Cary Bonnecaze is known for many things. Music fans know the Baton Rouge native as the co-founder and original drummer of the alternative rock band, Better than Ezra. Fellow alums of University High School know him as a talented placekicker who walked on to the LSU football team while in college. And over the last several years, the home interiors world has come to recognize him as a key collector, authority and producer of all things absinthe.
“It started from a personal passion for anything from France,” Bonnecaze says. “My family is French on both sides.”
Absinthe’s storied history began in late 19th century France, when it became a staple of Parisian café culture and the choice aperitif of artists and writers. Drinking it required the sort of free time that life afforded back then, since it was “dripped” first.
Too bitter to sip straight, it was made palatable by perching sugar cubes on a specially designed flat spoon placed on top of an absinthe glass. A patron would drip cold water onto the sugar cubes from a multi-spouted absinthe fountain, allowing water to pass through the cubes and fall through detailed perforations on the spoon’s surface until the spirit was sweetened and diluted to taste. The natural green hue turned cloudy in the process.
“It was made to your liking, sort of like when we make coffee at a Starbucks today,” Bonnecaze says.
Nicknamed the “Green Fairy” and associated with creativity and bad behavior, the herby, anise-flavored drink was banned in the United States during Prohibition and throughout Europe around World War I.

**Dataset excerpt**
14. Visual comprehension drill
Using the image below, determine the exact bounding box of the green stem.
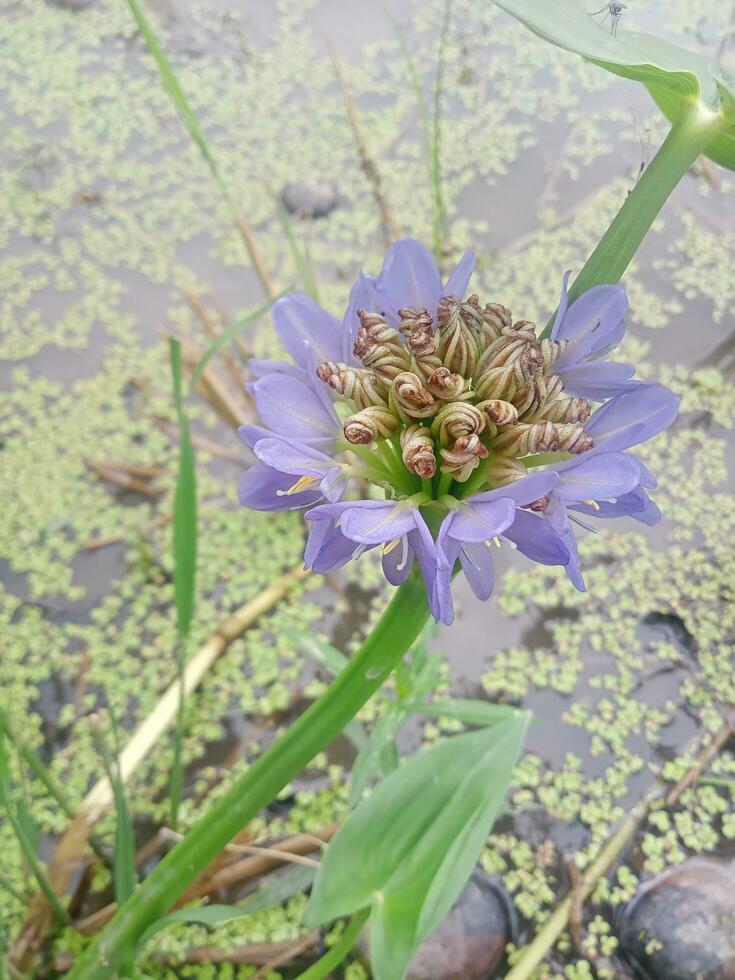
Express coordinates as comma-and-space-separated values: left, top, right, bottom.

**Tasks and exercises**
- A) Answer these questions about the passage on Cary Bonnecaze and absinthe, one per line:
(i) What position did Bonnecaze play when he walked on to the LSU football team?
(ii) What did a patron drip onto the sugar cubes, and from what?
(iii) What nickname was absinthe given?
- B) Carry on the passage about Cary Bonnecaze and absinthe from the point where it stops.

**Results for each task**
- A)
(i) Placekicker
(ii) Cold water, from a multi-spouted absinthe fountain
(iii) The "Green Fairy"

- B)
The drink’s main ingredient, a bitter herb called wormwood, contains a compound called thujone, which was incorrectly thought to be a hallucinogen. This wasn’t disproven until the next century when it was discovered that, while a harmful chemical in large quantities, only trace amounts of thujone existed in absinthe, making it safe to drink. The ban was lifted in the United States and in Europe in the late 2000s, resuming consumption of authentic absinthe after a 95-year hiatus.
Bonnecaze became obsessed with absinthe’s gadgetry after leaving Better Than Ezra and opening a gift store in 1998 in the French Quarter. Named Vive la France, it carried items that were truly French, not Cajun French, including absinthe spoons. They played well in New Orleans, which itself has a connection to the cocktail through the local invention of Herbsaint, an anise-flavored liqueur that has served as an alternative to banned absinthe since the ’30s.
Real absinthe became legal again here in 2007, the same year Bonnecaze converted the store to Maison d’Absinthe and started selling only absinthe wares. His collection included large numbers of original and reproduction spoons with ornate designs, absinthe fountains and absinthe glasses.
The spoons, in particular, became a key component.
“There were a couple dozen different recurring patterns you’d see on the flat part of the spoon, where you place a sugar cube, like leaves, stars and flowers,” Bonnecaze says.
He ended up closing the retail storefront in New Orleans, moved to Dallas and later, the Pacific Northwest. But, he remained in the antiques trade and continued to collect and sell absinthe wares.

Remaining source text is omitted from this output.